The data used in this study comes from *The Hydrometeorological Sandbox École de Technologie Supérieure* (HYSETS) {cite}`arsenault2020comprehensive`.  The HYSETS data, including streamflow time series and attributes for 14,425 catchments can be accessed at [https://osf.io/rpc3w/](https://osf.io/rpc3w/).  We use a subset of approximately 1620 catchments contained in major basins covering and bounding British Columbia, as shown in {numref}`Figure {number} <study-region-fig>`.  Ten climate indices were processed from [Daymet](https://daymet.ornl.gov/) for this subset, for details see *BCUB - A large sample ungauged basin attribute dataset for British Columbia, Canada* {cite}`kovacek2024bcub` ([https://doi.org/10.5194/essd-2023-508](https://doi.org/10.5194/essd-2023-508)).  


For this experiment we use the following files:

* **Daily average streamflow time series**: filenames follow the convention `<official_id>.csv`.  These should be downloaded from the open data repository linked above and saved under `data/hysets_streamflow_timeseries/`
* **Catchment attributes**: filename: `BCUB_watershed_attributes_updated.csv`.   This file is provided in the `data/` folder, and it was modified from the original file `HYSETS_watershed_properties.txt` in the HYSETS dataset with ten added climate indices as described in {cite}`kovacek2024bcub`.

## Data pre-processing overview

Note that these steps are optional and the end results of these pre-processing steps are provided in the open data repository.

### get updated data sources and validate catchment attributes

1) Extract catchment attributes using updated catchment geometries where available (optional, updated catchment geometries are saved in `data/BCUB_watershed_bounds_updated.geojson`).
2) Process climate indices for HYSETS catchments in the study region (optional, pre-processed attributes are contained in `BCUB_watershed_attributes_updated.csv`)



### Pre-process streamflow data based on key assumptions
3) Define sensitivity test parameters:
    * **Bitrate:** the number of quantization levels to encode the streamflow time series $N_s = 2^b$.  This is done to test the sensitivity of the predictive model to information loss.   
    * **Prior**: when computing the Kullback-Leibler divergence ($D_{KL} (P||Q) = P \text{log}\frac{P}{Q}$), the simulated distribution Q can't contain zero probabilities, in other words we must prevent the model from saying observed states are impossible.  This is achieved by applying a prior distribution to q (the simulated series) in order to avoid division by zero.  The KL divergence is then computed on the posterior $Q'$.

_Your tasks:_
**1.** In the data description, how many catchments does the full HYSETS dataset cover?
**2.** Rescale the listing from its first line through the line that contains "[[37,21],[36,21],[29,29],[29,31],[33,35],[40,35],[39,26]]", both ends included. Reproduce those lines with the request text intact, multiply every vertex coordinate in the answers by 1.85, and round each result to a whole number with halves going up.

_Given data:_
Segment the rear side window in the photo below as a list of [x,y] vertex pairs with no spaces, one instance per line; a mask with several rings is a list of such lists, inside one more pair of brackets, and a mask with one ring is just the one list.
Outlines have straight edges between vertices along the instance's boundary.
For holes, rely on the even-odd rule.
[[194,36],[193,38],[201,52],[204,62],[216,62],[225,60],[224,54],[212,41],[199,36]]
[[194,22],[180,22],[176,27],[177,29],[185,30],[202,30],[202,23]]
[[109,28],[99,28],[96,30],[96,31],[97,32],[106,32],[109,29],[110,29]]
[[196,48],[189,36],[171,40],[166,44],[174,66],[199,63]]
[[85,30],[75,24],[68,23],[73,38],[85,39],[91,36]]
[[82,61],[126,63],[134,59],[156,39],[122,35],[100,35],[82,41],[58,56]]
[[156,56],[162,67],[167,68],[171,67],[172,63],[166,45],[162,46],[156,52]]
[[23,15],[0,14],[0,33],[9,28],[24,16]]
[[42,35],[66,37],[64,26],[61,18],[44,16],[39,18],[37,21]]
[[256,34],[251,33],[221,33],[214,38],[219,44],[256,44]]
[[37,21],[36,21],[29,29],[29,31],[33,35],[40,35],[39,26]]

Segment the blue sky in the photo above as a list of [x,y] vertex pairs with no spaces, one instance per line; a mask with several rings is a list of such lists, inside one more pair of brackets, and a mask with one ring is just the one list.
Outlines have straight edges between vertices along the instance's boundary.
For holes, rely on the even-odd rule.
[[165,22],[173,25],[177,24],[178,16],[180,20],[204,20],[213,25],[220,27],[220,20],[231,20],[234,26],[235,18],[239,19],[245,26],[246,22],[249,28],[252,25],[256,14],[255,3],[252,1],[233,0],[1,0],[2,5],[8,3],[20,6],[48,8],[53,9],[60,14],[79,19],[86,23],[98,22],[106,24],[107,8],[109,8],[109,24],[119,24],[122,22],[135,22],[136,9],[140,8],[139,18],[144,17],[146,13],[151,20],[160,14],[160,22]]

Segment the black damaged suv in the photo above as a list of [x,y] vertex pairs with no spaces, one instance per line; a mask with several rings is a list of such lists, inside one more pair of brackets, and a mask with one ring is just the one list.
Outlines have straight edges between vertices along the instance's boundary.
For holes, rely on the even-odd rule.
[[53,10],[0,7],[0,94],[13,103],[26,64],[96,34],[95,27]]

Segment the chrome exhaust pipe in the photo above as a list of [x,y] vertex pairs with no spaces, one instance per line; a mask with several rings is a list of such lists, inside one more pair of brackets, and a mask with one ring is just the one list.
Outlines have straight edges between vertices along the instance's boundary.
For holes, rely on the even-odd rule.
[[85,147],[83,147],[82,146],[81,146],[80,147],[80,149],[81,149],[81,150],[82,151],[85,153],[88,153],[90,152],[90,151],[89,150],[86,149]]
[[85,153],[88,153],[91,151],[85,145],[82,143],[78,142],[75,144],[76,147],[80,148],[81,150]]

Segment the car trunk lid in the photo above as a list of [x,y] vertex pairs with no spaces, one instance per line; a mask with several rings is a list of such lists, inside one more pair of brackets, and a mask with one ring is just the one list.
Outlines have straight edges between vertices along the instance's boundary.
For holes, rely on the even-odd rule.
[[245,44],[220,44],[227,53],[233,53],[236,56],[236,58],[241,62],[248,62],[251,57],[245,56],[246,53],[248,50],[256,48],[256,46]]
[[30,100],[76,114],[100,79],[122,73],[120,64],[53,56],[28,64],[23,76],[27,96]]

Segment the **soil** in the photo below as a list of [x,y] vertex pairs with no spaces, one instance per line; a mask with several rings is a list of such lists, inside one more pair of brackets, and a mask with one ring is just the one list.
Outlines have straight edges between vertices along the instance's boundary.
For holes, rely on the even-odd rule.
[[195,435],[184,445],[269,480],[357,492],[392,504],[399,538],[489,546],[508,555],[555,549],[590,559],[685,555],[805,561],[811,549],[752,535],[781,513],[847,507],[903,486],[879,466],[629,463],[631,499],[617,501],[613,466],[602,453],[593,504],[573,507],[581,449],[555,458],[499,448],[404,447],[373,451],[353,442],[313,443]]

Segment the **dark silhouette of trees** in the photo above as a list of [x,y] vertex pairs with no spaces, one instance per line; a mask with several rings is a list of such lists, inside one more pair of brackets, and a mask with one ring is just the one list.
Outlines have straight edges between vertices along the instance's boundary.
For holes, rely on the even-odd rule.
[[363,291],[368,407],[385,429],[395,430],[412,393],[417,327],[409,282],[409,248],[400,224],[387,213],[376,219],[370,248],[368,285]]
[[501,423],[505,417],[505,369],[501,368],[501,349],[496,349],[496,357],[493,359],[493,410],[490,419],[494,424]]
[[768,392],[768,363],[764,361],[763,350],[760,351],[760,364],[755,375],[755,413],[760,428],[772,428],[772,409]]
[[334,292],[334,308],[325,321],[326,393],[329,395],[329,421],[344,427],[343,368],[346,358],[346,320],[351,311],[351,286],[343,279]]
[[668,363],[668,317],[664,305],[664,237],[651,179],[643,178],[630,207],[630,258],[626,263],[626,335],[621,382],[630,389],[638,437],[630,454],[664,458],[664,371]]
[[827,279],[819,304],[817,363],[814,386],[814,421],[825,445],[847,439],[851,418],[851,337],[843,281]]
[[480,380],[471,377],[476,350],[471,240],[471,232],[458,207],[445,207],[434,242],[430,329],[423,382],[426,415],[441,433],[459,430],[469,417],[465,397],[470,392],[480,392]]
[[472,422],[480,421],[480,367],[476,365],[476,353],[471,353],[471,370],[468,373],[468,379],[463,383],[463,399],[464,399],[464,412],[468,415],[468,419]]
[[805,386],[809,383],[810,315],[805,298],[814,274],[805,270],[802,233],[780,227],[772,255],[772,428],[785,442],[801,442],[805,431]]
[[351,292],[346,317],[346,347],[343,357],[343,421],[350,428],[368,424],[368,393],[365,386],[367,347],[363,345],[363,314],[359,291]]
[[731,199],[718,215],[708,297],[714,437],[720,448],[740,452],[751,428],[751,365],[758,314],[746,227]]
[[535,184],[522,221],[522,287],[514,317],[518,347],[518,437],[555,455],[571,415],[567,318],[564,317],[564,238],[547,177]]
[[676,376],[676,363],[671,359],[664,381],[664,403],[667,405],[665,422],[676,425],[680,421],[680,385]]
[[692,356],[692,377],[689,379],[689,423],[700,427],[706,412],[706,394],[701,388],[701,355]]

_Answers provided:_
**1.** 14,425 catchments.

**2.**
Segment the rear side window in the photo below as a list of [x,y] vertex pairs with no spaces, one instance per line; a mask with several rings is a list of such lists, inside one more pair of brackets, and a mask with one ring is just the one list.
Outlines have straight edges between vertices along the instance's boundary.
For holes, rely on the even-odd rule.
[[359,67],[357,70],[372,96],[377,115],[400,115],[416,111],[414,100],[392,76],[368,67]]
[[359,41],[333,41],[326,50],[327,54],[342,56],[374,56],[374,43]]
[[202,52],[183,52],[178,56],[178,57],[179,59],[196,59],[202,54],[204,54]]
[[363,89],[350,67],[316,74],[307,81],[322,122],[368,117]]
[[157,56],[139,44],[126,43],[135,70],[157,72],[168,67]]
[[152,113],[233,117],[248,109],[289,72],[226,65],[185,65],[152,76],[107,104]]
[[289,104],[300,124],[309,126],[316,124],[318,117],[307,83],[300,85],[289,96]]
[[43,28],[0,26],[0,61],[17,52],[44,30]]
[[78,65],[122,68],[118,48],[113,33],[81,30],[72,33],[68,39]]
[[474,63],[464,61],[409,61],[396,70],[405,81],[474,81]]
[[68,39],[67,39],[54,54],[54,57],[61,65],[74,65],[72,48]]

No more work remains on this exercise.